■ **Goal**:
Answer these questions from the blog post below:
1. Until what month is the writer taking a study break?
2. Which two areas does the writer's current interest in social research mainly cover?
3. Which four dishes does the post say have been enjoyed so far?

____ Quoted passage

26 is according to some the year you reach and have formed much of your personality, but for me I also feel I’m noticing aging physically also. Nothing too drastic, it’s just I had a wild early 20’s (yeah right)…
I’m posting as on a study break till October, therefore can sit and type something that isn’t an essay without giving myself a hard time. But I also do feel that this is a particularly important time for me in terms of personal development. Looking forward to beginning my next module, just as much as I am to finishing it in April!
My ‘current’ interest lies in social research. Education and Healthcare mainly; more specifically in the fields of Sexualities and Gender, but I’m also just sat here wondering if there are any Vegan groups that educate school-age children about the meat and dairy industry? Doubt there would be time on the curriculum for that..
The changing of the seasons can be very difficult, and basically very annoying for people who love the outdoors but dislike the dark and the cold. It makes you want to stay in bed more, sleep more, eat more.
However, sitting in your garden to meditate fully kitted out for the crisp and sometimes breathtakingly cold sea air is certainly refreshing!
Cooking and baking and yoga are things I’m hoping will help me get through the next few months of dark, cold evenings. So far we’ve enjoyed hummus, falafel, lemon cake and lentil curry. (Not all at once!) Currently looking for more vegan recipes and bakes to add to my list!

________
____ Data excerpts

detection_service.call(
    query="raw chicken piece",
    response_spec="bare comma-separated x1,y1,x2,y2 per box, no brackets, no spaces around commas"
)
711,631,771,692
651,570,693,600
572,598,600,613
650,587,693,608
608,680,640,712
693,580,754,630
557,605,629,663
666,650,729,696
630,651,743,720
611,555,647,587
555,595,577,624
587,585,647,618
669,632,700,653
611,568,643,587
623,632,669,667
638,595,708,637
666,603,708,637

________
____ Data excerpts

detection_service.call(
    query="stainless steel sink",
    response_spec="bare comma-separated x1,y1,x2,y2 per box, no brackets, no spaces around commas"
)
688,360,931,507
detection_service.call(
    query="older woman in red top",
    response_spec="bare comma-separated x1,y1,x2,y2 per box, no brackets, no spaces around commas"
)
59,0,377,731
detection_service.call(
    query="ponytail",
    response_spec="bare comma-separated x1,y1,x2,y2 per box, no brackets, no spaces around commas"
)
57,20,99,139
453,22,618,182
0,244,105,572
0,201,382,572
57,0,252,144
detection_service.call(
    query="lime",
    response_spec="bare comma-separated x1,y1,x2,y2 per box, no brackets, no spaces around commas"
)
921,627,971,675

________

■ **Output of the exercise**:
1. October
2. Education and Healthcare
3. Hummus, falafel, lemon cake and lentil curry